__TASK STATEMENT__.
Reproduce everything in the listing from the line containing "Expected content: white concrete" down to the listing's final line, both included, with no changes.
[Start of GIVEN RECORDS]
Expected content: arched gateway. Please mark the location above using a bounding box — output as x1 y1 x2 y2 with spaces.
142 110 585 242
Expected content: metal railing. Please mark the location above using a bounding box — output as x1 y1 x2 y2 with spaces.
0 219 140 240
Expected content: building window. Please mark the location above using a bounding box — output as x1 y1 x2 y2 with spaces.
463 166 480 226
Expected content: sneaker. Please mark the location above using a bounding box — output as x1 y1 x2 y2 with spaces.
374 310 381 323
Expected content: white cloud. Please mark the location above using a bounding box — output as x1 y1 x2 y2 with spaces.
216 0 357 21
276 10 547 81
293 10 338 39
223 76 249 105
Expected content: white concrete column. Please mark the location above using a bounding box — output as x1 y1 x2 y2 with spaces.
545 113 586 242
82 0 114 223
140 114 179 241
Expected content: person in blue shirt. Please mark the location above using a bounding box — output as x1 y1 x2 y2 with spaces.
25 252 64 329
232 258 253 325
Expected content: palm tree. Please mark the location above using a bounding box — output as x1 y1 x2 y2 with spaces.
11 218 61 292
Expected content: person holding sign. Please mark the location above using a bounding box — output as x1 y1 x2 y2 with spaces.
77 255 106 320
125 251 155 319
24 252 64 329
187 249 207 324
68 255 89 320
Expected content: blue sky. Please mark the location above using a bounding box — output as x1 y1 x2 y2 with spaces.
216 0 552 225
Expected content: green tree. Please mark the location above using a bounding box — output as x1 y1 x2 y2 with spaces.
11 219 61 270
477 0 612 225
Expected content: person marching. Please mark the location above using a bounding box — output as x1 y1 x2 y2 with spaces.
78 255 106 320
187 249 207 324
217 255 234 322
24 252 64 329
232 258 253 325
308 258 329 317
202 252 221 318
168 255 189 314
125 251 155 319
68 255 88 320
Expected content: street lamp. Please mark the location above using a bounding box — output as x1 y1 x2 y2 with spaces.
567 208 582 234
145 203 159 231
[End of GIVEN RECORDS]
__SOLUTION FOR THIS PROBLEM__.
Expected content: white concrete column. Please mark the location above using a bounding box — output as x1 y1 x2 y2 with spaces.
545 113 586 242
82 0 114 223
140 114 179 241
Expected content: person in blue shirt. Please mark the location above using a bounding box — output as x1 y1 x2 y2 with spaces.
25 252 64 329
232 258 253 325
Expected content: palm tree. Please mark the location above using a bounding box — output as x1 y1 x2 y2 with spaces.
11 218 61 292
Expected content: person holding sign. Please mark the location above using a bounding box — output as x1 y1 x2 y2 with spaces.
77 255 106 320
125 251 155 319
24 252 64 329
187 249 207 324
68 255 89 320
Expected content: blue sky. Please mark the location above using a bounding box — output as x1 y1 x2 y2 with spaces.
216 0 552 225
Expected content: green tree. Please mark the location above using a bounding box — output as x1 y1 x2 y2 with spaces.
11 219 61 270
477 0 612 225
Expected content: person marching. Please mark the location above using a bounding box — output as x1 y1 x2 y2 with spaces.
78 255 106 320
187 249 207 324
217 255 234 322
24 252 64 329
232 258 253 325
308 258 329 317
202 252 221 318
168 255 189 314
125 251 155 319
68 255 88 320
Expected content: street lamp. Please mark the location above using a bounding box — output as x1 y1 x2 y2 with spaces.
567 208 582 234
145 203 159 231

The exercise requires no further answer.